> **Exercise brief**
Show every line in the records that contains the word "stone". Case counts.

> **Data shown**
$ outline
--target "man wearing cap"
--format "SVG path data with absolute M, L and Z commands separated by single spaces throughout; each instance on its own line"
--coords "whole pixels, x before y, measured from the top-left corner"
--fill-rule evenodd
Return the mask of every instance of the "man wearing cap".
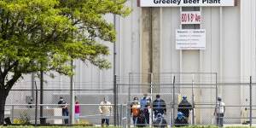
M 131 114 L 132 117 L 133 125 L 137 125 L 137 119 L 140 113 L 141 106 L 137 97 L 133 98 L 133 102 L 131 104 Z
M 60 104 L 60 107 L 62 108 L 62 116 L 64 116 L 64 123 L 68 124 L 67 103 L 64 101 L 63 97 L 60 97 L 58 104 Z
M 188 119 L 189 117 L 189 110 L 192 109 L 192 105 L 188 102 L 187 96 L 183 96 L 183 100 L 178 104 L 177 111 L 183 113 L 184 117 Z
M 153 102 L 153 111 L 154 114 L 154 118 L 157 117 L 158 113 L 166 114 L 166 102 L 160 99 L 160 95 L 156 95 L 156 99 Z

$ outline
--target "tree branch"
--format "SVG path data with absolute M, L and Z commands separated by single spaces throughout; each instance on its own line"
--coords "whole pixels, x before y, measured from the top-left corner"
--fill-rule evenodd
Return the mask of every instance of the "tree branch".
M 18 66 L 19 62 L 18 61 L 15 61 L 13 64 L 9 65 L 9 67 L 7 68 L 4 68 L 2 77 L 5 78 L 5 76 L 7 75 L 7 73 L 15 66 Z

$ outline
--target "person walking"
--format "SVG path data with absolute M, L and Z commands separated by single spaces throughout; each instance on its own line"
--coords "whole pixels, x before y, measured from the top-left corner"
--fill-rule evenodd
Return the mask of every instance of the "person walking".
M 220 97 L 217 98 L 217 106 L 215 108 L 214 115 L 216 116 L 216 124 L 218 126 L 223 127 L 224 117 L 225 113 L 225 104 Z
M 153 102 L 153 112 L 154 118 L 157 117 L 158 113 L 166 114 L 166 102 L 160 99 L 160 95 L 156 95 L 156 99 Z
M 79 105 L 79 101 L 77 101 L 75 102 L 75 121 L 76 121 L 76 124 L 79 124 L 79 122 L 80 122 L 80 119 L 79 119 L 80 114 L 81 114 L 80 105 Z
M 68 108 L 67 103 L 64 101 L 63 97 L 60 97 L 60 101 L 58 102 L 61 108 L 62 108 L 62 116 L 64 117 L 64 123 L 68 124 Z
M 106 123 L 107 126 L 109 125 L 109 117 L 112 112 L 111 102 L 107 100 L 107 97 L 103 98 L 103 101 L 101 102 L 99 107 L 100 113 L 102 114 L 102 126 Z
M 188 102 L 187 96 L 183 96 L 183 100 L 179 102 L 177 106 L 177 111 L 181 112 L 183 116 L 189 119 L 189 111 L 192 110 L 192 105 Z

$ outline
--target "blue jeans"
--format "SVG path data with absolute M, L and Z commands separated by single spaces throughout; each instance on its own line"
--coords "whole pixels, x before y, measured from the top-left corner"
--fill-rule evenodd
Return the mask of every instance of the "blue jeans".
M 62 109 L 62 116 L 68 116 L 67 109 Z M 68 124 L 68 117 L 64 117 L 64 123 Z
M 102 119 L 102 125 L 103 125 L 104 123 L 106 123 L 107 125 L 109 125 L 109 119 Z

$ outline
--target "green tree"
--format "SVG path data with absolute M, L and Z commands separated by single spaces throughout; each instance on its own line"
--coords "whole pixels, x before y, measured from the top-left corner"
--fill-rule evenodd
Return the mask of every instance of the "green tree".
M 6 97 L 24 74 L 55 71 L 73 75 L 67 62 L 81 60 L 99 68 L 110 63 L 99 41 L 114 42 L 108 14 L 126 16 L 125 0 L 1 0 L 0 125 Z

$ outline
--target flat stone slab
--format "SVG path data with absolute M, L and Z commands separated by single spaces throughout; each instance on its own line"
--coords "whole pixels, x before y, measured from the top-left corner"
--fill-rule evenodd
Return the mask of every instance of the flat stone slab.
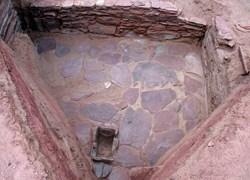
M 174 99 L 176 99 L 176 93 L 172 89 L 153 90 L 141 93 L 142 107 L 152 113 L 161 111 Z
M 62 111 L 68 119 L 74 119 L 80 112 L 80 105 L 72 101 L 63 101 L 59 103 Z
M 97 62 L 97 61 L 85 61 L 83 68 L 86 71 L 102 71 L 102 70 L 104 70 L 103 64 L 100 62 Z
M 39 39 L 36 39 L 34 42 L 35 42 L 35 46 L 37 48 L 38 54 L 42 54 L 47 51 L 52 51 L 56 49 L 55 38 L 39 38 Z
M 199 81 L 197 81 L 195 79 L 192 79 L 192 78 L 190 78 L 188 76 L 185 76 L 185 78 L 184 78 L 184 86 L 185 86 L 185 94 L 188 95 L 188 94 L 195 93 L 199 89 L 201 89 L 202 84 L 201 84 L 201 82 L 199 82 Z
M 92 128 L 89 123 L 77 123 L 74 126 L 77 139 L 82 145 L 87 145 L 92 140 Z
M 82 108 L 82 115 L 99 122 L 105 122 L 111 120 L 117 113 L 111 104 L 101 103 L 101 104 L 85 104 Z
M 64 57 L 66 54 L 69 54 L 71 52 L 71 48 L 69 45 L 64 43 L 58 43 L 56 45 L 55 55 L 58 58 Z
M 167 132 L 154 133 L 145 149 L 150 165 L 154 165 L 166 152 L 184 137 L 184 132 L 175 129 Z
M 120 146 L 115 160 L 126 167 L 143 166 L 138 150 L 129 146 Z
M 163 65 L 153 62 L 139 63 L 133 71 L 133 82 L 141 82 L 147 88 L 177 84 L 176 73 Z
M 93 83 L 103 83 L 108 81 L 108 75 L 105 72 L 86 71 L 84 79 Z
M 129 171 L 125 167 L 115 166 L 109 175 L 109 180 L 128 180 Z
M 88 55 L 91 58 L 96 58 L 100 53 L 102 49 L 97 46 L 90 46 L 88 49 Z
M 120 125 L 120 144 L 140 148 L 147 140 L 151 130 L 152 119 L 143 109 L 134 111 L 128 108 Z
M 138 88 L 129 88 L 123 95 L 123 100 L 130 105 L 135 104 L 136 100 L 139 96 L 139 89 Z
M 186 121 L 193 121 L 199 118 L 201 113 L 201 101 L 195 96 L 188 96 L 182 102 L 182 116 Z
M 123 89 L 128 88 L 132 83 L 132 73 L 127 65 L 112 66 L 110 68 L 110 77 L 112 83 Z
M 154 59 L 170 69 L 182 71 L 185 68 L 185 61 L 177 56 L 161 54 L 155 56 Z
M 82 69 L 83 58 L 71 59 L 66 61 L 60 69 L 60 74 L 64 78 L 76 77 Z
M 115 53 L 103 53 L 99 57 L 99 61 L 104 62 L 106 64 L 117 64 L 120 62 L 121 54 Z
M 179 116 L 172 110 L 161 111 L 155 114 L 154 118 L 154 132 L 161 132 L 179 127 Z

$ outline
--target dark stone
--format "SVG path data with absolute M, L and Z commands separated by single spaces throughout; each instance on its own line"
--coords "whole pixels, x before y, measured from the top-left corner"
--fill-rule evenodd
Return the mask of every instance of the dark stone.
M 120 62 L 121 54 L 104 53 L 99 57 L 99 61 L 106 64 L 117 64 Z
M 195 96 L 189 96 L 182 102 L 182 116 L 186 121 L 193 121 L 199 118 L 201 113 L 201 101 Z
M 149 112 L 159 112 L 176 98 L 172 89 L 146 91 L 141 93 L 142 107 Z
M 112 34 L 115 34 L 115 32 L 116 32 L 115 26 L 106 26 L 106 25 L 99 24 L 99 23 L 89 25 L 88 29 L 91 33 L 96 33 L 96 34 L 110 34 L 110 35 L 112 35 Z
M 147 88 L 177 84 L 176 73 L 158 63 L 139 63 L 133 71 L 133 82 L 140 81 Z
M 109 180 L 129 180 L 129 171 L 125 167 L 115 166 L 111 174 L 109 175 Z
M 55 55 L 59 58 L 69 54 L 71 51 L 70 47 L 67 44 L 58 43 L 56 46 Z
M 150 137 L 149 143 L 145 149 L 146 157 L 150 165 L 157 163 L 157 161 L 183 137 L 184 133 L 180 129 L 154 133 Z
M 106 25 L 118 25 L 121 22 L 120 18 L 115 17 L 106 17 L 106 16 L 100 16 L 97 18 L 97 21 L 102 24 Z
M 61 69 L 60 74 L 64 78 L 75 77 L 80 74 L 82 69 L 83 58 L 71 59 L 66 61 Z
M 90 46 L 89 50 L 88 50 L 88 55 L 92 58 L 96 58 L 100 52 L 101 52 L 101 48 L 96 47 L 96 46 Z
M 184 85 L 186 95 L 195 93 L 201 88 L 201 82 L 194 80 L 188 76 L 185 76 Z
M 82 145 L 87 145 L 92 139 L 92 130 L 89 123 L 77 123 L 74 125 L 76 137 Z
M 155 125 L 154 132 L 161 132 L 179 127 L 178 114 L 172 110 L 161 111 L 154 116 Z
M 117 110 L 107 103 L 102 104 L 85 104 L 82 108 L 82 115 L 99 122 L 105 122 L 112 119 L 115 116 Z
M 103 83 L 108 80 L 108 76 L 105 72 L 86 71 L 84 78 L 93 83 Z
M 80 111 L 80 105 L 72 101 L 63 101 L 59 105 L 68 119 L 74 119 Z
M 132 83 L 132 74 L 127 65 L 112 66 L 110 68 L 111 81 L 117 86 L 126 89 Z
M 133 105 L 136 102 L 138 96 L 139 96 L 139 89 L 130 88 L 124 93 L 123 100 L 129 103 L 130 105 Z
M 36 39 L 35 46 L 37 47 L 38 54 L 45 53 L 47 51 L 52 51 L 56 49 L 55 38 L 40 38 Z
M 120 146 L 116 154 L 116 161 L 126 167 L 143 166 L 143 161 L 140 159 L 139 152 L 129 146 Z
M 143 109 L 128 108 L 120 125 L 120 143 L 141 147 L 149 137 L 151 123 L 150 114 Z
M 183 70 L 185 68 L 185 61 L 182 58 L 177 56 L 171 56 L 167 54 L 161 54 L 159 56 L 155 56 L 154 59 L 164 66 L 175 69 L 175 70 Z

> **Solution to the problem**
--target flat stone slab
Return the mask of every instance of the flat stone slab.
--target dark stone
Return the mask of every instance of the dark stone.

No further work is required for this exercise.